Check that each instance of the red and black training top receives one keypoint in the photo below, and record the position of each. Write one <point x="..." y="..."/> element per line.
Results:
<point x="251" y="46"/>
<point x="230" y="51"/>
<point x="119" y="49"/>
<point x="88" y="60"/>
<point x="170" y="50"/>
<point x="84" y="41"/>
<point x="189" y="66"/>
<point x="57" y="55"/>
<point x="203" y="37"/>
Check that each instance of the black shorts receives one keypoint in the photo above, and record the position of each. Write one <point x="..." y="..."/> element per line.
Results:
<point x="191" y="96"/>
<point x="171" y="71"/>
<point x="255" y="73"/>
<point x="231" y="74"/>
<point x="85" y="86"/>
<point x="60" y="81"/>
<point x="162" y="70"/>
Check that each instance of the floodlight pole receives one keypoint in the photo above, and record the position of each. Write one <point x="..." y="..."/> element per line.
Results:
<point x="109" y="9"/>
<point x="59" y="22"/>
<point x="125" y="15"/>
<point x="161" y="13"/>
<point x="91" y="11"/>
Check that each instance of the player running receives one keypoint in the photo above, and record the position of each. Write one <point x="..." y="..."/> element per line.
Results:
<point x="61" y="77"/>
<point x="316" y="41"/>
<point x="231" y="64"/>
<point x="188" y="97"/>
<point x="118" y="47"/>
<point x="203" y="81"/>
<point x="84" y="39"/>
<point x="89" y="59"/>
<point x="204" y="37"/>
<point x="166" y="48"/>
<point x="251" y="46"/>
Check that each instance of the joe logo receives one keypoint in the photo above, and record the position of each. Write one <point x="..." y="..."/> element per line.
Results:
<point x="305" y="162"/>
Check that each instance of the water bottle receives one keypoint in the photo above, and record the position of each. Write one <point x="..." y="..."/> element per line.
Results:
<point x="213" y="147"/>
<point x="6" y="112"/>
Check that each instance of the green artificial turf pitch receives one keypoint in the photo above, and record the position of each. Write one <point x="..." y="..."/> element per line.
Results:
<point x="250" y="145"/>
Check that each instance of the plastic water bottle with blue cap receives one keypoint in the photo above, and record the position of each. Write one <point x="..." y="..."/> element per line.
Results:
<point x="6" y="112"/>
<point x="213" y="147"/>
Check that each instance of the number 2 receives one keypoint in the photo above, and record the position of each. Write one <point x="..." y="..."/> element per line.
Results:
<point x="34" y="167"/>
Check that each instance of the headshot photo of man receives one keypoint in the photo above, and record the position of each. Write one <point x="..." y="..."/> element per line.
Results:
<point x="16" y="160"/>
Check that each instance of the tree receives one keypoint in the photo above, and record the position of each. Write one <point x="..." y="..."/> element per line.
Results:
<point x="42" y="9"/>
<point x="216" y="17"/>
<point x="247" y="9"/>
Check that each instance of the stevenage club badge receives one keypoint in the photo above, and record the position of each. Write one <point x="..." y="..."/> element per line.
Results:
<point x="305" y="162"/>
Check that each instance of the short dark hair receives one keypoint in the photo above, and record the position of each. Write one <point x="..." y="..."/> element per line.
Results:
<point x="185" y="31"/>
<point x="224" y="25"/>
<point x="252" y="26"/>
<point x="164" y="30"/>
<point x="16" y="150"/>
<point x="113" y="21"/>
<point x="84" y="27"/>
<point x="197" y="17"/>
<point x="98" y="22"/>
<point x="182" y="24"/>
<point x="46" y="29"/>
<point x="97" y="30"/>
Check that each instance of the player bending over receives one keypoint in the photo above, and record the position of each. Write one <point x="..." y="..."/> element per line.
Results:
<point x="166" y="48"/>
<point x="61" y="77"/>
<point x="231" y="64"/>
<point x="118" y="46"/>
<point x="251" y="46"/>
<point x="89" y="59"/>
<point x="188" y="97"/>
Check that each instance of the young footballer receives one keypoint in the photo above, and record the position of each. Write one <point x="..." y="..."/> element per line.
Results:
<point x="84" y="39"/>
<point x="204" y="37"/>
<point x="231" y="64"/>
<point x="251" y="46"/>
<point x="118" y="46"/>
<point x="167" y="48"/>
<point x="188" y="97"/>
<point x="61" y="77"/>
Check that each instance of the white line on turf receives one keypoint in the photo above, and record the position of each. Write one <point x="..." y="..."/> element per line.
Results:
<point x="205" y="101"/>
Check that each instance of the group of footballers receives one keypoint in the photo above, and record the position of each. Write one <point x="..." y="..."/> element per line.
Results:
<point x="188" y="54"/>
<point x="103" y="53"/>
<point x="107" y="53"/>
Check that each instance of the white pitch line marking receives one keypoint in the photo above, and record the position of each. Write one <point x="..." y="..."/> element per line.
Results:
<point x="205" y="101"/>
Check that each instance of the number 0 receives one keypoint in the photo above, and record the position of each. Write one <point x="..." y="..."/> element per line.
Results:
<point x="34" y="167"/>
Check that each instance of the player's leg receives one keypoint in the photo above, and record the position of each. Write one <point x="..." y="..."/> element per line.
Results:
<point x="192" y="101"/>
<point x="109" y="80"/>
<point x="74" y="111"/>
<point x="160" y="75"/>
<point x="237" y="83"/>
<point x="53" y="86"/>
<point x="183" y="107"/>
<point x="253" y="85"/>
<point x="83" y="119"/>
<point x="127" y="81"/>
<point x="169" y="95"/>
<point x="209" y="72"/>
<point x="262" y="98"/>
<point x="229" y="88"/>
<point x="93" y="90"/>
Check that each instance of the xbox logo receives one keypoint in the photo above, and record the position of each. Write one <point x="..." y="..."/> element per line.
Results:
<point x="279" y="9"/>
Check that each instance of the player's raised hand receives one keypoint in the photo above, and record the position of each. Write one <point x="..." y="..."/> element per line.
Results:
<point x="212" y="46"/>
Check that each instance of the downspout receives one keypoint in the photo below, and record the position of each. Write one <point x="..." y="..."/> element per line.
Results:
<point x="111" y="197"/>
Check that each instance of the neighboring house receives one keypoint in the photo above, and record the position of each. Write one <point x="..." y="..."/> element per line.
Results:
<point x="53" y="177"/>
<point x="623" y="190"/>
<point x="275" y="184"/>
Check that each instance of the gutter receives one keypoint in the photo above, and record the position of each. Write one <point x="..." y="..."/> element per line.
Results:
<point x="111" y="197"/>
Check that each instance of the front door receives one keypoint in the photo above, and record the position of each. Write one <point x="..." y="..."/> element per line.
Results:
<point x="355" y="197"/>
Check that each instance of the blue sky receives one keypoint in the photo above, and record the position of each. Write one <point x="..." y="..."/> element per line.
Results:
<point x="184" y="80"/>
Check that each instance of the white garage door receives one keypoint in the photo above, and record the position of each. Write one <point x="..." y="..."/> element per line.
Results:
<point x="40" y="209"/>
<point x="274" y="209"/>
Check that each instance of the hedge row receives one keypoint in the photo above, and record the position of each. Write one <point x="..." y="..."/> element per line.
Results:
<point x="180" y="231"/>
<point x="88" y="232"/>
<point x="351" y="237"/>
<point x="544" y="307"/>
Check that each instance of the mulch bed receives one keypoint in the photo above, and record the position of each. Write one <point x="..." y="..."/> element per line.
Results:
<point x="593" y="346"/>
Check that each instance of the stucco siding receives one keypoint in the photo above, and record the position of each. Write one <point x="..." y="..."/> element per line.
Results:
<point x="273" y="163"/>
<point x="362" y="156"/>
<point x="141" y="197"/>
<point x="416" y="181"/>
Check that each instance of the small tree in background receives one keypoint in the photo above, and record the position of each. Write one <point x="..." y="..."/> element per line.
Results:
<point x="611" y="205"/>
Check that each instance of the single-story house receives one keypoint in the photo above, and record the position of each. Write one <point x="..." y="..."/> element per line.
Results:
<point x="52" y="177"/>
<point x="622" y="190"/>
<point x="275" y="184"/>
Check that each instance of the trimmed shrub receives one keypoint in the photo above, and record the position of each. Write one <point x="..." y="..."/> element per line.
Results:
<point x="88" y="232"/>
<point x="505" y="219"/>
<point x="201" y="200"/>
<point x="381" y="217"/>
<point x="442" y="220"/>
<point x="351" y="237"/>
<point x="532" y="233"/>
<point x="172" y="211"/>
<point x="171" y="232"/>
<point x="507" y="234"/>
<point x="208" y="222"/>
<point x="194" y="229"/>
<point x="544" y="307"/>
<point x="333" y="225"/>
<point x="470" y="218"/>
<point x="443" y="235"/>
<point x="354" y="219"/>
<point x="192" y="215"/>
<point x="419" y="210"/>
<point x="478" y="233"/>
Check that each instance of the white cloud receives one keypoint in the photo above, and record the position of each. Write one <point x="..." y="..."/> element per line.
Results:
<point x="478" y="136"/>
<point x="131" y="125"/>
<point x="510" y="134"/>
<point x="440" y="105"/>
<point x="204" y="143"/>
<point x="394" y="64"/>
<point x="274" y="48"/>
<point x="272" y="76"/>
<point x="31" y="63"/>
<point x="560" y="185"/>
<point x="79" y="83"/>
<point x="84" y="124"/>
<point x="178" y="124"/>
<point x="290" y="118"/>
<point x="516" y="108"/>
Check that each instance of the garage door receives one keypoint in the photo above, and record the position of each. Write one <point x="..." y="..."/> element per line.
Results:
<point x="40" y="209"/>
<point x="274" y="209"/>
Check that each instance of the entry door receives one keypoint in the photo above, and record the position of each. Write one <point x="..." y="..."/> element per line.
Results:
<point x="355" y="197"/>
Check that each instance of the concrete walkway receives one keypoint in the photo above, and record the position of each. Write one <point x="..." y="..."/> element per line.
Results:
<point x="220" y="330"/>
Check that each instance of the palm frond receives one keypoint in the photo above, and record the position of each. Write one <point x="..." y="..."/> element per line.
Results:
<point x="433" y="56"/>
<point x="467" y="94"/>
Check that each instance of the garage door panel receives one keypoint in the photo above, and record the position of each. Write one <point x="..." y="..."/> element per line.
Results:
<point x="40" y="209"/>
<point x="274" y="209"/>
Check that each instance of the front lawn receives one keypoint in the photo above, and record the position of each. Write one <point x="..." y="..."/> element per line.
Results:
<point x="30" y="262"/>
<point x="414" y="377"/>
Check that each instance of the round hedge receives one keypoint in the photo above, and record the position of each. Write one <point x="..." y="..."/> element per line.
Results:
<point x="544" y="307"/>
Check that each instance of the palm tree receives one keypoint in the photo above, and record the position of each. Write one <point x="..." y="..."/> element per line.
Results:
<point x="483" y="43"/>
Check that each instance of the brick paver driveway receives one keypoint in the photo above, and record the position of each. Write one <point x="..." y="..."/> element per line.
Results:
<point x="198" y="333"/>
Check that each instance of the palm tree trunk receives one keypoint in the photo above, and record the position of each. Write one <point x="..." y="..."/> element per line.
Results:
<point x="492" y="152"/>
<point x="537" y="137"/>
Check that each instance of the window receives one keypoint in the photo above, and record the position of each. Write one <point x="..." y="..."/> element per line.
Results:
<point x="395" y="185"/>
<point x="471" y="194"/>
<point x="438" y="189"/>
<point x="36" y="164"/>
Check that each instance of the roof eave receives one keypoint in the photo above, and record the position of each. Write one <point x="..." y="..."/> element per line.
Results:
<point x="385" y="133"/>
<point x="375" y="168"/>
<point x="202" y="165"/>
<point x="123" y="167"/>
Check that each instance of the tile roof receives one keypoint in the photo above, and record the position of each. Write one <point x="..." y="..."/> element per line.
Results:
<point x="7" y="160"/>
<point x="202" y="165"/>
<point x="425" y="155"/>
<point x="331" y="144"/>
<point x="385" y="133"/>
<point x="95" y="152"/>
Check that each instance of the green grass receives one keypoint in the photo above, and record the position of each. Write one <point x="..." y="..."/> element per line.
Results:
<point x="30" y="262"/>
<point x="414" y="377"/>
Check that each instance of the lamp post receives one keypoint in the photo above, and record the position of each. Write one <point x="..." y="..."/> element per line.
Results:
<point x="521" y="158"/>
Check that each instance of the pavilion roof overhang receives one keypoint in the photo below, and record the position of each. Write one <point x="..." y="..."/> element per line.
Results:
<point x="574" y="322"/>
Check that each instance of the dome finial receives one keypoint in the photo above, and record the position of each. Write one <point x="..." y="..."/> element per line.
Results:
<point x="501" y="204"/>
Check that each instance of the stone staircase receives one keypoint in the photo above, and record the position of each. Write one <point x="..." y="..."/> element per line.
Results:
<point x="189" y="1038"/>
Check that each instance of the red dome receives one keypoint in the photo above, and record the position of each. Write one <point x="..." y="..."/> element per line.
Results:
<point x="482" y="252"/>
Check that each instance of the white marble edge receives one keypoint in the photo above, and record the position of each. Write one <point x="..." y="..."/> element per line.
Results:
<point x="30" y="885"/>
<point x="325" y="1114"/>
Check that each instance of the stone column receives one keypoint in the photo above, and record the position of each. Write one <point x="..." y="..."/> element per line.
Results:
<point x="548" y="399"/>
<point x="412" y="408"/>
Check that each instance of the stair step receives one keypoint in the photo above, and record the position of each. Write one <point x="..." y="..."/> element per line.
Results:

What you should do:
Repeat, without change, each line of the data above from the one that contains "Check that each instance of the pavilion" through the final line, counting both.

Final answer:
Check that each instance of the pavilion roof overhang receives one keypoint in the photo below, and record the position of each. Write one <point x="..." y="..."/> element per line.
Results:
<point x="574" y="322"/>
Check that each instance of the dome finial receives one keypoint in the photo above, and record the position of each. Write one <point x="..." y="..."/> element per line.
Results:
<point x="501" y="204"/>
Check that each instance of the stone staircase receives one keypoint in the photo above, and record the position of each. Write one <point x="..." y="..."/> element per line.
Results:
<point x="189" y="1038"/>
Check that each instance of the red dome receives one keypoint in the photo above, and record the position of each. Write one <point x="..." y="..."/> element per line.
Results:
<point x="482" y="252"/>
Check that each instance of the white marble edge receives one keypoint in the photo above, and record the position of each. Write one <point x="..." y="..."/> element per line.
Results:
<point x="30" y="885"/>
<point x="325" y="1114"/>
Check that each instance of the stone column receives one keypoint in the photo above, and record the position of each. Write one <point x="..." y="..."/> element per line.
Results:
<point x="548" y="399"/>
<point x="412" y="408"/>
Check that each instance of the stair step receives one keypoint in the photo above, and record the position of each. Write one <point x="..." y="..."/> element per line.
Results:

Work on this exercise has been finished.